Pick out each line below that contains the string "rattan" and copy every such line unchanged.
>> start
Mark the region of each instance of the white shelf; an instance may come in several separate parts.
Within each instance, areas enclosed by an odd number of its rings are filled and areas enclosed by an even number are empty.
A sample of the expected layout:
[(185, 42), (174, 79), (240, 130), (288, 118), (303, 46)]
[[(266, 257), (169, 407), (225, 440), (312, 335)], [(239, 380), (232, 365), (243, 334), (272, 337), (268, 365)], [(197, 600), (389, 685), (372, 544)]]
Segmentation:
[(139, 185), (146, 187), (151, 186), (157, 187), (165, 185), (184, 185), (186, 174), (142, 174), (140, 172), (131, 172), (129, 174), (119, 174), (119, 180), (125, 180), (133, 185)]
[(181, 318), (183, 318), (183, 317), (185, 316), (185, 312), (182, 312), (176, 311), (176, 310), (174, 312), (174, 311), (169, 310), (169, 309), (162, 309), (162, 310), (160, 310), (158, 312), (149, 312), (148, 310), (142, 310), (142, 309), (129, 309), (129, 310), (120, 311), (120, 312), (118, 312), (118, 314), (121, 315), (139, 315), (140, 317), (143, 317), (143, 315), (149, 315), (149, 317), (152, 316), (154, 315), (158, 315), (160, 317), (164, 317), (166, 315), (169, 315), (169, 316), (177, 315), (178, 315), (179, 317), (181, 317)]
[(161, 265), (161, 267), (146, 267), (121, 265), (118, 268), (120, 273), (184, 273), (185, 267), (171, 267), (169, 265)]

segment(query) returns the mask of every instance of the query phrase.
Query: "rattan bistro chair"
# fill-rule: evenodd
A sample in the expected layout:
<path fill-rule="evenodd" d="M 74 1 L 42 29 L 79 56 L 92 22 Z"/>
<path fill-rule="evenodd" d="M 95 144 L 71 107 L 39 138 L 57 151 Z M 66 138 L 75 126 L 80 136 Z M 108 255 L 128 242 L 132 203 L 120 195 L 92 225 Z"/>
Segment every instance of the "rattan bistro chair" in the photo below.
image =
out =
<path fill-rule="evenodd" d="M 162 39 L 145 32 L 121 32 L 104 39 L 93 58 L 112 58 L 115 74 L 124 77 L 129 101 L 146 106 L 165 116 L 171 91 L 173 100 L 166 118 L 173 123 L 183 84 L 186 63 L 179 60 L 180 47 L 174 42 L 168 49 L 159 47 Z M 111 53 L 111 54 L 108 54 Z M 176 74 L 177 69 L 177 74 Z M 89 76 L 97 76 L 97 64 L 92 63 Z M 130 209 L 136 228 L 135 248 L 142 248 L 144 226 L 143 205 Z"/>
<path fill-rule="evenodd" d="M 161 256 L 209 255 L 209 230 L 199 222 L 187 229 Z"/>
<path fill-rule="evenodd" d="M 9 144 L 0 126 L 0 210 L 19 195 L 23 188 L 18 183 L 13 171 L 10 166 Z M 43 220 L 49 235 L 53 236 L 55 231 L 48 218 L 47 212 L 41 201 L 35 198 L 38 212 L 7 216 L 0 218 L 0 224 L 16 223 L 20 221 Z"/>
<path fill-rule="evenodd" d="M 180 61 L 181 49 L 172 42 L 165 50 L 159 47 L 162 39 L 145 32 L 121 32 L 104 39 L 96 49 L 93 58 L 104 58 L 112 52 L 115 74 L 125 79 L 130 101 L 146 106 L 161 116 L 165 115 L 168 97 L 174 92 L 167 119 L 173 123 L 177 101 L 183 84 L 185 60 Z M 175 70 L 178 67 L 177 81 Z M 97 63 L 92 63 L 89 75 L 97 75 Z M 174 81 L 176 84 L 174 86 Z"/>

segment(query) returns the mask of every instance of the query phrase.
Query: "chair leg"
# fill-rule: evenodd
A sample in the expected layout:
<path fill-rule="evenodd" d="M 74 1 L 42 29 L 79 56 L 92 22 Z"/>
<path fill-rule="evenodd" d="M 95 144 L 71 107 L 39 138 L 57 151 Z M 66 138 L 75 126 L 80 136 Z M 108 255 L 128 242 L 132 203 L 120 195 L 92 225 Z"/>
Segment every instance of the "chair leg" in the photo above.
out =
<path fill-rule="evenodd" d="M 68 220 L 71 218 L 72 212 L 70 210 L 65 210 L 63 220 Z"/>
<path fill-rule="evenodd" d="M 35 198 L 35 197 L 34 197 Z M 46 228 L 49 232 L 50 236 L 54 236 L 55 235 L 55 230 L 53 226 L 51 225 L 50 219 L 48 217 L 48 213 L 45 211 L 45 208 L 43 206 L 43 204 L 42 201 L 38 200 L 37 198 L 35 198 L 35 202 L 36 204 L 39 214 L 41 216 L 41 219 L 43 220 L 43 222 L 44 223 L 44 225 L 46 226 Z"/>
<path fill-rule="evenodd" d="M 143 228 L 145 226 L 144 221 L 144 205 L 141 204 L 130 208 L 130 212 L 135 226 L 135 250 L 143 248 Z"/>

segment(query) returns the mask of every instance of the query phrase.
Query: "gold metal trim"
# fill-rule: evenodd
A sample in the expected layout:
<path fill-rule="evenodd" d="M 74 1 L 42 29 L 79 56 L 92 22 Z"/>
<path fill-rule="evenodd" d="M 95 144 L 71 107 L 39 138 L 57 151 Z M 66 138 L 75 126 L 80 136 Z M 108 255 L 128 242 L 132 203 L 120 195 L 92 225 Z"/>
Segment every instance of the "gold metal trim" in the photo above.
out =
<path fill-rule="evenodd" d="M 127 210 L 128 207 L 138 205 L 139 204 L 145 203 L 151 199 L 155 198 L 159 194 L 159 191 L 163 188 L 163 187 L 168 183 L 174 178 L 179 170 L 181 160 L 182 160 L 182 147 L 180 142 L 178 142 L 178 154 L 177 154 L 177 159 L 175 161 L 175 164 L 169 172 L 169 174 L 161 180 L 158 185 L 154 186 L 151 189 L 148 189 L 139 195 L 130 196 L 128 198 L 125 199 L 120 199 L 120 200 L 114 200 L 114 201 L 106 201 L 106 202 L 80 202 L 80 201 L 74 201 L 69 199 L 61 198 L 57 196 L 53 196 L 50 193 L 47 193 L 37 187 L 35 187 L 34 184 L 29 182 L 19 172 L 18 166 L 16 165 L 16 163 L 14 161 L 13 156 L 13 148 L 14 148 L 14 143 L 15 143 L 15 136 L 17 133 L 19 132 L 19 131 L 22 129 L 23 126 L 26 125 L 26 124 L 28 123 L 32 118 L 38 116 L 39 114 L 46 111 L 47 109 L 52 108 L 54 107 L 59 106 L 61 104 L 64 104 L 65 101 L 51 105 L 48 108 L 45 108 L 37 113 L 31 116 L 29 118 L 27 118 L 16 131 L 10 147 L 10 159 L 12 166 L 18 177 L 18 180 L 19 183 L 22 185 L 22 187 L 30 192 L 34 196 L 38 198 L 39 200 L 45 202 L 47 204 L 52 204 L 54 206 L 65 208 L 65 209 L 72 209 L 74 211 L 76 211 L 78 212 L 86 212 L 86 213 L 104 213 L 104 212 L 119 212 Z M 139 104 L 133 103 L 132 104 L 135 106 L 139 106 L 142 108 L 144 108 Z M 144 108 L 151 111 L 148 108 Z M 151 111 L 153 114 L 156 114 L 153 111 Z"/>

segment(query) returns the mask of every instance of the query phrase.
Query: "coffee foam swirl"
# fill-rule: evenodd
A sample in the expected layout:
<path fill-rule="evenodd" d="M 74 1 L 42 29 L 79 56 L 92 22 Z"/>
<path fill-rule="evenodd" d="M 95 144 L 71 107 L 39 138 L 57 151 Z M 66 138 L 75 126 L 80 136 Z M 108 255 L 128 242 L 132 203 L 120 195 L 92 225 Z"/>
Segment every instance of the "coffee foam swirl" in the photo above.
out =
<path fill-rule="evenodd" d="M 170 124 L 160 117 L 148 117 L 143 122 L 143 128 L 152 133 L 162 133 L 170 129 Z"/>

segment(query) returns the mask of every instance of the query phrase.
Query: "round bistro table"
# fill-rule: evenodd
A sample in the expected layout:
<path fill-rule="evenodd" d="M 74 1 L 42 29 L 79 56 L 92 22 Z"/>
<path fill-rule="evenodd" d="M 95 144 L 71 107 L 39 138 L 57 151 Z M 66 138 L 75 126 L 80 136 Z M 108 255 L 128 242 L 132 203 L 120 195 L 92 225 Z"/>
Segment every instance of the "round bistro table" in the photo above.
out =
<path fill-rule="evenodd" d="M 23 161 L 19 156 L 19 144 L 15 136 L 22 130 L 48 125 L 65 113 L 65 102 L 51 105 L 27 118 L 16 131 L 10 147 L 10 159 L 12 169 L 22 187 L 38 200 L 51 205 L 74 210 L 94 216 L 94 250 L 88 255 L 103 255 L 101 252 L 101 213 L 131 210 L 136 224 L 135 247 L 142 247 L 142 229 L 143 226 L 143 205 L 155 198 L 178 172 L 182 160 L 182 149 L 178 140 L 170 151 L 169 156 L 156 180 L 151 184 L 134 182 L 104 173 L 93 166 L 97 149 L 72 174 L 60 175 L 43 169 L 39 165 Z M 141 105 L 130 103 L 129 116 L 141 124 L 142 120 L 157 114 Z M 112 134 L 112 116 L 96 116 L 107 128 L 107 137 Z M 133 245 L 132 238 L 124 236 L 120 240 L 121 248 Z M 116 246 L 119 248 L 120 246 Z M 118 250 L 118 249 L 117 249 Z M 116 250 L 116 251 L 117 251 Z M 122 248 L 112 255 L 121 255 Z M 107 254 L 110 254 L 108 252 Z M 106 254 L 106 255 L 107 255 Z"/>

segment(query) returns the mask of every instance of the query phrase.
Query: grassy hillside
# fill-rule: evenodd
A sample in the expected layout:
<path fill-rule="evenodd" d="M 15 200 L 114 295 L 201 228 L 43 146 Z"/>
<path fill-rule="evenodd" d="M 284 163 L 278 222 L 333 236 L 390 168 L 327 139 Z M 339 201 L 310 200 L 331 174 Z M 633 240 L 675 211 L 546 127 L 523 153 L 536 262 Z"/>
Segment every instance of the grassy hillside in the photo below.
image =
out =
>> end
REPLY TO THE TASK =
Query: "rattan bistro chair"
Segment every instance of the "rattan bistro chair" in the photo below.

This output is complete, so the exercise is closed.